++++ Texto de origem
Enquanto acompanhamos a tragédia da personagem principal, Entre Dois Mares apresenta os conflitos que surgem dos novos papeis da mulher numa sociedade patriarcal e conservadora numa pequena cidade no interior do Egito.
A história
Zahra está em conflito com sua mãe, porque ela já quer encaminhar para o casamento sua filha adolescente, Shahd. Então, os pensamentos antiquados da mãe a levam a agir secretamente com o genro. Juntos, realizam uma circuncisão na menina com um enfermeiro, mesmo que essa prática seja ilegal. Quando o procedimento dá errado, Shahd morre, destruindo o seu sonho de um dia ser uma médica como Amal, a amiga de Zahra. Na sequência, o delegado local enfrenta dificuldades para condenar o enfermeiro, encobertado pelos amigos.
À parte essa linha de ação principal da narrativa, Entre Dois Mares se concentra na apresentação desse cenário conflituoso da sociedade tradicional egípcia com o novo papel da mulher que anseia por independência. Nesse sentido, a mãe de Zahra não é uma pessoa má. Afinal, ela acredita na circuncisão como etapa importante para a neta conseguir um casamento feliz. E esse é o grande objetivo para a mulher, segundo o que ela e as gerações antes dela acreditam. E, com essa crença, ela ainda culpa a irmã mais velha de Zahra, que sempre reclama do marido que a agride.
Outra tradição que ela mantém é acreditar que o filho, afastado há cinco anos da família, voltará para ajudá-la economicamente. Ele retorna, casado com uma mulher rica, mas sem intenção de prestar qualquer auxílio no sustento da família.
Análise
Por outro lado, a médica Amal representa a emancipação que Zahra e outras mulheres egípcias almejam. E Entre Dois Mares transmite a esperança de que mudanças nesse sentido estão se concretizando. Porém, o filme resolve as questões com uma simplicidade exagerada, onde tudo dá certo. Em outras palavras, a mãe de Zahra e o seu marido se arrependem da decisão da circuncisão, Zahra termina seus estudos e começa a lecionar, e sua irmã deixa o marido e inicia um trabalho.
E o filme também coloca uma crítica na religião, ao mostrar o imã da mesquita local, que é o pai do cunhado agressor de Zahra. Seus sermões são deploráveis e ultraconservadores. Ao final, é revelado que ele já tinha sido substituído por um novo imã, e ocupava indevidamente o posto. E o seu sucessor sobe ao altar com um belo discurso inicial.
Além disso, faltou no roteiro um destaque maior para a relação de Zahra com sua mãe, após a tragédia. O filme foca mais no conflito com o marido. Assim, Zahra só discute com a mãe quando, mais tarde, ela está na cama doente, para se reconciliarem. A narração que fecha o filme aproxima o espectador da protagonista. Na verdade, esse recurso poderia ter sido utilizado durante toda a estória, principalmente para esclarecer o seu sentimento em relação à mãe.
Por fim, Entre Dois Mares, assim, possui grande relevância nesse debate entre gerações quanto ao papel da mulher na sociedade, que é bem mais potente que sua tênue narrativa dramática.
Ficha técnica:
Entre Dois Mares (Between Two Seas, 2019) Egito. 87 min. Dir: Anas Tolba. Rot: Karim Dalil, Mariam Naoum, Amany Al Tounsi. Elenco: Ahd Abdelmoneim, Hassan Abdullah, Fatma Adel, Mahmoud Fares, Tharaa Goubil, Yara Goubran, Arfa Abdel Rassoul, Loubna Wanas.
++++++++
++++ Dados extraídos
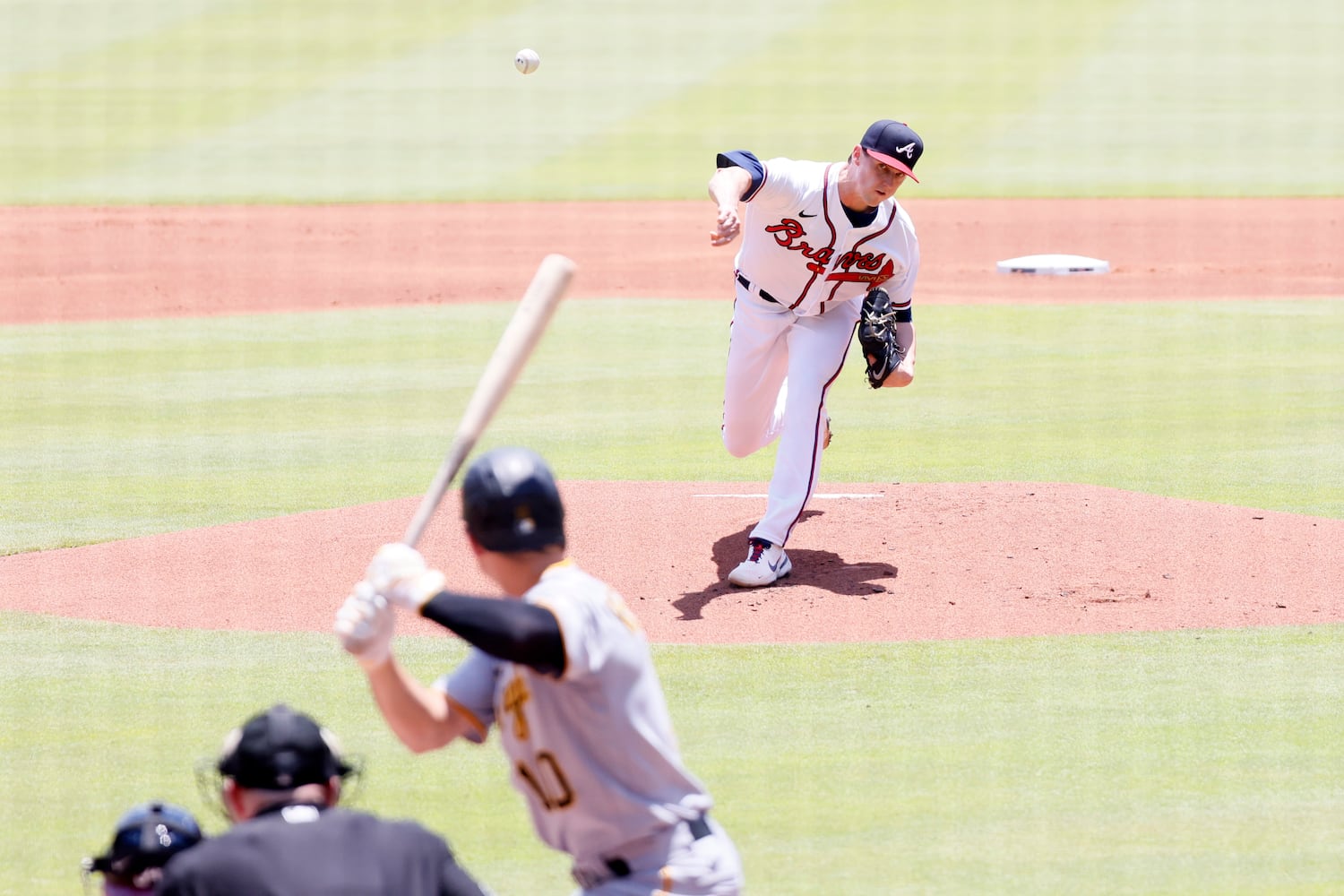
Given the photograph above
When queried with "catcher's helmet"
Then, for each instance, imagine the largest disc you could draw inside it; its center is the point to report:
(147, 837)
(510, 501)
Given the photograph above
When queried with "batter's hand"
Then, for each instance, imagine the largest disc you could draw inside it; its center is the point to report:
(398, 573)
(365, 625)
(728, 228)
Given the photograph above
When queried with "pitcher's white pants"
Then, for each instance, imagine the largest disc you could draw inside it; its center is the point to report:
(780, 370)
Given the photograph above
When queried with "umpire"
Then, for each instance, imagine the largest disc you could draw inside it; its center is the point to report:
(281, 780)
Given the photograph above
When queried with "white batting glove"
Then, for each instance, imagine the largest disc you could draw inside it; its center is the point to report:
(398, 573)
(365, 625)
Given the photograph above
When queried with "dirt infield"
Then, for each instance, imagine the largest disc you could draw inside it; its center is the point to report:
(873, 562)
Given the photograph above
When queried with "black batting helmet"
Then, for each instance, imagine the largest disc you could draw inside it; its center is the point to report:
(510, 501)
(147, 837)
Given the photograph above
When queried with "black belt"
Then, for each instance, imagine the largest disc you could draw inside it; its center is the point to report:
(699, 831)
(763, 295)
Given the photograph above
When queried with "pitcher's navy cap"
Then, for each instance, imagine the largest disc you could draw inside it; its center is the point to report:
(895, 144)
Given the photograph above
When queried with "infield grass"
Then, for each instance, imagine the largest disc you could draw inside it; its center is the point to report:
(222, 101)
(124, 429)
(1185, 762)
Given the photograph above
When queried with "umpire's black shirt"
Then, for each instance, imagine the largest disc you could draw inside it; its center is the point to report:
++++++++
Tarefa a realizar -
Responda às perguntas a seguir com base na crítica do filme Entre Dois Mares.
1. Que profissão Shahd sonhava ter um dia?
2. Há quanto tempo o filho da mãe de Zahra estava afastado da família?
3. Quem dirigiu o filme?

Resolução do exercício -
1. Médica, como Amal, a amiga de Zahra.
2. Há cinco anos.
3. Anas Tolba.